What is asked:
Please count the rows below that contain the string "point" and reply with only that number.

Supplied material:
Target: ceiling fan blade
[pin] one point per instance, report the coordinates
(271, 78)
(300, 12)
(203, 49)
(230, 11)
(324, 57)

Complete response:
1